WHAT NEEDS TO BE DONE: Render every line of the material below as a Markdown table with the columns "Number" and "Record line", numbering the rows and omitting blank lines.

SOURCE RECORDS:
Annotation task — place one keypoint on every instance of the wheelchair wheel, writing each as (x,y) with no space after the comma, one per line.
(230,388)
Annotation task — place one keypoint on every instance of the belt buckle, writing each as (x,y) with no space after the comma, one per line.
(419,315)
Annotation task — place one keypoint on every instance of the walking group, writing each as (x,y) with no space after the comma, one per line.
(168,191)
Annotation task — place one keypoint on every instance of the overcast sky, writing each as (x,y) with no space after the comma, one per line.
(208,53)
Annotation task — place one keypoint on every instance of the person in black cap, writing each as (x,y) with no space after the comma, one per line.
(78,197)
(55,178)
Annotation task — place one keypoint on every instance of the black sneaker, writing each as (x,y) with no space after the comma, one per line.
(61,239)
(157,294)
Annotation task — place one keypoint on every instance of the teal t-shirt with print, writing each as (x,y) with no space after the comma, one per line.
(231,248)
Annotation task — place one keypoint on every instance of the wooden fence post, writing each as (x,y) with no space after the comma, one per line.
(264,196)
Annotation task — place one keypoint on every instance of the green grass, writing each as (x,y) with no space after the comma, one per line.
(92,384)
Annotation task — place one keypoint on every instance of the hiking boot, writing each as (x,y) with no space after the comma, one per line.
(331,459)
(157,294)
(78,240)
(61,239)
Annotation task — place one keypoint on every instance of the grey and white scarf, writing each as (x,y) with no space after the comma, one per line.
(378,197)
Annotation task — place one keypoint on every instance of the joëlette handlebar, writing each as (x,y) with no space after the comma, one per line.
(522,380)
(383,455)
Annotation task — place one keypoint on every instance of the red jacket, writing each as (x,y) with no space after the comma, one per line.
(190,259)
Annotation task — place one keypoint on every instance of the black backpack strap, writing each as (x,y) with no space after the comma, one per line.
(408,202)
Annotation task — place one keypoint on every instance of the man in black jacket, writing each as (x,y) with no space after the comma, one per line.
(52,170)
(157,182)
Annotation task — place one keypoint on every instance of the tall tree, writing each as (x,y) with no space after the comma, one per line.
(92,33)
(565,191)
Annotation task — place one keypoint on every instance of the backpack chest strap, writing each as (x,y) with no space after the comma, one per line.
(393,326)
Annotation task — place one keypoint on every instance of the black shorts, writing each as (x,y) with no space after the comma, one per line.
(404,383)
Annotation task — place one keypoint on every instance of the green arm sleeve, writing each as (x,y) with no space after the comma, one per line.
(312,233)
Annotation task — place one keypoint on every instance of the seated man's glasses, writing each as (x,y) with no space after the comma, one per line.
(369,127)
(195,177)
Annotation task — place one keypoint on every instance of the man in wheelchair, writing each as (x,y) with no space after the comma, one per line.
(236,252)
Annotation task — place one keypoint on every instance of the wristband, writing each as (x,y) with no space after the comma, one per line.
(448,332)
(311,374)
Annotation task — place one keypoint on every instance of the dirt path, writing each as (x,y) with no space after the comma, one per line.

WORKED ANSWER:
| Number | Record line |
|---|---|
| 1 | Annotation task — place one keypoint on every instance of the wheelchair wheel, writing each as (x,y) with no space after the comma, one per line. |
| 2 | (230,388) |
| 3 | Annotation task — place one keypoint on every instance of the belt buckle, writing each as (x,y) with no space after the comma, one per line. |
| 4 | (419,315) |
| 5 | Annotation task — place one keypoint on every instance of the walking group, writing each as (x,y) with no space after the comma, one per line. |
| 6 | (168,191) |
| 7 | Annotation task — place one keypoint on every instance of the overcast sky, writing each as (x,y) with no space after the comma, one per line. |
| 8 | (208,53) |
| 9 | Annotation task — place one keypoint on every instance of the person in black cap, writing each as (x,y) with no space after the comma, one per line. |
| 10 | (78,197) |
| 11 | (55,178) |
| 12 | Annotation task — place one keypoint on every instance of the black sneaker, writing each as (x,y) with no space after the comma, one per line. |
| 13 | (61,239) |
| 14 | (157,294) |
| 15 | Annotation task — place one keypoint on every instance of the teal t-shirt with print, writing each as (x,y) with no space after the comma, one per line. |
| 16 | (231,248) |
| 17 | Annotation task — place one keypoint on every instance of the wooden fence post, writing each as (x,y) with no space after the comma, one per line. |
| 18 | (264,196) |
| 19 | Annotation task — place one keypoint on every instance of the green grass, writing each as (x,y) with no space after the comma, one per line. |
| 20 | (92,384) |
| 21 | Annotation task — place one keypoint on every instance of the hiking boot, writing each as (x,y) with no space after the comma, one per line. |
| 22 | (331,459) |
| 23 | (157,294) |
| 24 | (78,240) |
| 25 | (61,239) |
| 26 | Annotation task — place one keypoint on every instance of the grey and white scarf, writing each as (x,y) with no space after the comma, one per line. |
| 27 | (378,197) |
| 28 | Annotation task — place one keypoint on every instance of the joëlette handlebar, writing each as (x,y) with no space after the comma, one per line. |
| 29 | (522,380) |
| 30 | (383,455) |
| 31 | Annotation task — place one keypoint on every instance of the red jacket, writing each as (x,y) with no space after the comma, one per line. |
| 32 | (190,259) |
| 33 | Annotation task — place one keypoint on every instance of the black backpack strap, writing each as (x,y) with no space after the comma, one per line. |
| 34 | (408,202) |
| 35 | Annotation task — place one keypoint on every instance of the man in black jacket, writing each as (x,y) with no space after the comma, one per line. |
| 36 | (52,170) |
| 37 | (157,182) |
| 38 | Annotation task — place one keypoint on every instance of the tall tree, writing each as (x,y) with no space after the comma, one per line. |
| 39 | (92,33) |
| 40 | (565,191) |
| 41 | Annotation task — place one keypoint on every instance of the backpack chest strap, writing each as (x,y) with no space after the comma, one per line. |
| 42 | (393,326) |
| 43 | Annotation task — place one keypoint on every instance of the black shorts, writing each as (x,y) with no space after the comma, one per line. |
| 44 | (404,383) |
| 45 | Annotation task — place one keypoint on every instance of the green arm sleeve, writing each as (x,y) with no space after the comma, one per line. |
| 46 | (312,233) |
| 47 | Annotation task — place one keypoint on every instance of the seated man's glasses, writing each as (x,y) with no space after the comma, one per line. |
| 48 | (369,127) |
| 49 | (195,177) |
| 50 | Annotation task — place one keypoint on every instance of the man in wheelchair, writing each as (x,y) with no space after the comma, one per line. |
| 51 | (236,252) |
| 52 | Annotation task — place one keypoint on every instance of the wristband, writing each as (x,y) with no space after the comma, one per line. |
| 53 | (448,332) |
| 54 | (311,374) |
| 55 | Annotation task — place one keypoint on every instance of the dirt path, writing each as (x,y) with no space after the comma, one per line. |